* Extract to read:
The Company cannot be certain that it has been, or will at all times be, in complete compliance with all environmental requirements, or that the Company will not incur additional material costs or liabilities in connection with these requirements in excess of amounts it has reserved. Private parties, including current or former employees, could bring personal injury or other claims against the Company due to the presence of, or exposure to, hazardous substances used, stored or disposed of by it, or contained in its products, especially lead. Environmental requirements are complex and have tended to become more stringent over time. These requirements or their enforcement may change in the future in a manner that could have a material adverse effect on the Company’s business, results of operations and financial condition. The Company has made and will continue to make expenditures to comply with environmental requirements. These requirements, responsibilities and associated expenditures, if they continue to increase, could have a material adverse effect on the Company’s business and results of operations. While the Company’s costs to defend and settle claims arising under environmental laws in the past have not been material, the Company cannot provide assurance that this will remain so in the future.
 
On November 12, 2008, the EPA published new lead emissions standards under the NAAQS, which became effective on January 12, 2009. The new standards further restrict lead emissions by reducing the off-site concentration standards for lead in air from 1.5 micrograms per cubic meter to 0.15 micrograms per cubic meter. The Company believes that the new standards could impact a number of its U.S. facilities. Under the Clean Air Act (“CAA”), publication by the EPA of these ambient air quality standards initiates a process by which the states develop rules implementing the standards, and the likelihood and timing of the implementation of these emission standards by the states, as adopted, has not been determined. Although the final impact on the Company’s operations cannot be reasonably determined at the current time, the Company believes that the impact of these recently adopted lead emissions standards on its U.S. facilities could have a material adverse effect on its financial condition, results of operations, or cash flows.

* Actions to take:
**A.** Answer these from the environmental disclosure, one per line:
(i) Which hazardous substance does the disclosure single out as contained in the Company's products?
(ii) On what date did the EPA's new lead emissions standards become effective?
(iii) To what level did the new standards reduce the off-site concentration standard for lead in air?
**B.** According to the environmental disclosure, why have the likelihood and timing of implementing the new lead emission standards not been determined?
Answer using only the disclosure.

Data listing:

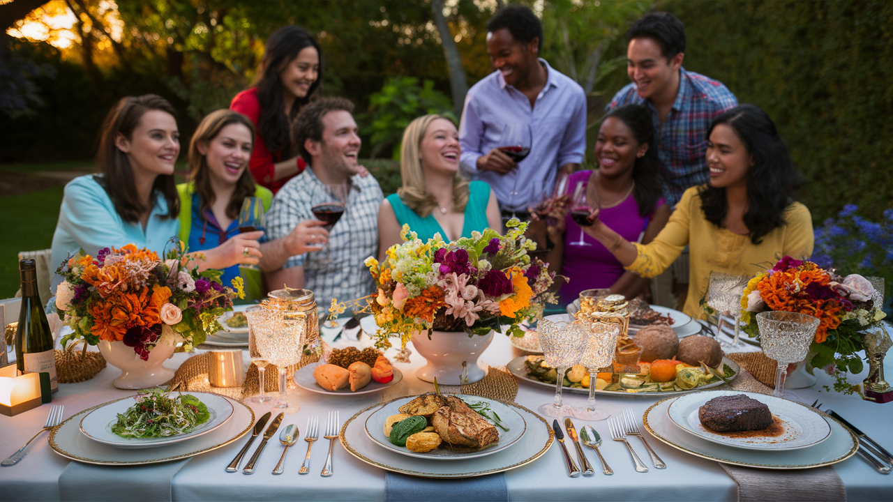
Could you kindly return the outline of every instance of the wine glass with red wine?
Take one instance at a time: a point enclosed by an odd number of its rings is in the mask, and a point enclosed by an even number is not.
[[[584,181],[578,181],[573,188],[573,198],[571,199],[571,219],[580,225],[580,240],[572,242],[572,246],[592,246],[583,240],[583,227],[591,227],[595,223],[589,219],[589,213],[593,209],[601,207],[601,201],[598,200],[597,190],[593,190],[593,197],[587,197],[586,188]]]
[[[530,145],[533,143],[533,134],[530,132],[530,125],[520,122],[505,124],[505,127],[503,128],[502,136],[499,137],[499,142],[503,146],[498,146],[497,149],[508,155],[515,163],[520,163],[530,153]],[[513,205],[515,196],[518,195],[518,177],[521,175],[520,166],[518,170],[519,172],[514,173],[512,193],[509,194],[509,207]]]

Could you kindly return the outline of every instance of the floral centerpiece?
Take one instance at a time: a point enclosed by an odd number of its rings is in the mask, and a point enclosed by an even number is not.
[[[405,242],[388,249],[384,262],[366,260],[378,288],[366,297],[379,326],[377,345],[389,347],[388,337],[399,334],[405,348],[414,333],[430,330],[482,336],[507,326],[505,332],[522,337],[522,321],[538,319],[545,303],[557,303],[548,291],[555,274],[528,255],[536,243],[524,237],[527,223],[506,226],[505,236],[488,229],[453,242],[439,234],[422,242],[404,225]],[[349,303],[332,300],[330,313]]]
[[[881,301],[861,275],[841,278],[812,262],[785,256],[747,283],[741,297],[741,321],[747,324],[745,332],[754,337],[759,332],[759,312],[796,312],[818,318],[810,363],[837,378],[835,390],[852,394],[847,372],[862,372],[858,353],[865,348],[864,330],[885,316]]]
[[[73,330],[63,347],[75,339],[89,345],[122,341],[146,361],[160,343],[191,351],[221,330],[217,317],[244,295],[241,278],[233,280],[234,290],[221,284],[220,271],[189,268],[195,257],[176,242],[163,261],[129,244],[95,257],[80,250],[63,263],[55,308]]]

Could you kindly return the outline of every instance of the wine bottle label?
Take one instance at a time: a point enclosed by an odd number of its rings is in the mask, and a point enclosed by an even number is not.
[[[31,354],[22,354],[25,361],[26,373],[48,372],[50,374],[50,388],[53,392],[59,390],[59,381],[55,378],[55,351],[45,350],[43,352],[33,352]]]

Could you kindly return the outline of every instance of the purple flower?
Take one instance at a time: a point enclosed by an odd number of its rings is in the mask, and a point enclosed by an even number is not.
[[[795,260],[790,256],[785,256],[780,260],[779,260],[779,263],[775,264],[775,266],[772,267],[772,270],[785,271],[789,269],[797,268],[802,264],[803,262],[801,262],[800,260]]]
[[[478,283],[478,288],[489,297],[501,297],[512,292],[512,281],[497,270],[489,270]]]
[[[204,294],[204,292],[208,290],[208,288],[211,288],[211,283],[207,280],[199,279],[196,281],[196,291],[199,294]]]
[[[499,238],[494,237],[490,239],[490,243],[484,247],[484,253],[489,253],[490,255],[496,255],[499,252]]]

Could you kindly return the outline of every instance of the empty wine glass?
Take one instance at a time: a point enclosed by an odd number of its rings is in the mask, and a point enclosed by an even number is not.
[[[716,311],[716,334],[722,332],[724,316],[729,315],[735,322],[735,339],[730,344],[719,339],[720,344],[725,347],[739,348],[745,347],[739,340],[741,318],[741,295],[747,285],[750,277],[747,275],[733,275],[718,272],[710,272],[710,285],[707,288],[707,305]]]
[[[533,144],[533,134],[530,132],[530,125],[525,122],[509,122],[503,128],[502,135],[499,137],[499,143],[502,146],[497,148],[509,157],[515,163],[520,164],[530,153],[530,146]],[[521,166],[514,173],[514,181],[512,184],[512,191],[509,193],[508,207],[514,211],[514,198],[518,195],[518,178],[521,178]]]
[[[611,361],[613,360],[617,337],[620,335],[620,324],[586,322],[584,326],[588,332],[588,339],[580,364],[586,366],[589,372],[589,399],[586,408],[575,410],[574,415],[580,420],[597,422],[611,416],[611,414],[605,410],[596,409],[596,378],[598,370],[610,366]]]
[[[248,320],[248,355],[251,356],[251,362],[257,366],[257,378],[260,381],[260,393],[248,400],[258,404],[271,403],[275,398],[263,393],[263,372],[270,362],[261,353],[258,341],[262,332],[267,332],[273,329],[271,326],[272,318],[270,316],[268,309],[258,305],[249,306],[246,309],[245,316]]]
[[[794,312],[761,312],[756,314],[763,352],[778,362],[775,370],[776,397],[784,397],[788,364],[806,358],[819,323],[820,321],[812,315]]]
[[[593,209],[601,207],[601,201],[598,199],[598,191],[594,190],[593,197],[588,197],[587,185],[585,181],[577,181],[573,188],[573,197],[571,199],[571,219],[580,225],[580,240],[572,242],[572,246],[592,246],[583,240],[583,227],[591,227],[595,222],[589,220],[589,214]]]
[[[538,325],[539,345],[543,349],[546,364],[555,369],[555,397],[551,404],[540,406],[537,411],[544,416],[561,418],[573,414],[573,408],[563,407],[561,399],[564,372],[580,362],[588,331],[580,321],[569,322],[564,314],[547,315]]]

* Answers provided:
**A.**
(i) Lead
(ii) January 12, 2009
(iii) 0.15 micrograms per cubic meter

**B.** Under the Clean Air Act, the EPA's publication of these ambient air quality standards only starts a process in which the states develop rules to implement them. Because that state process is still ahead, it is not yet known whether or when the states will put the standards into effect.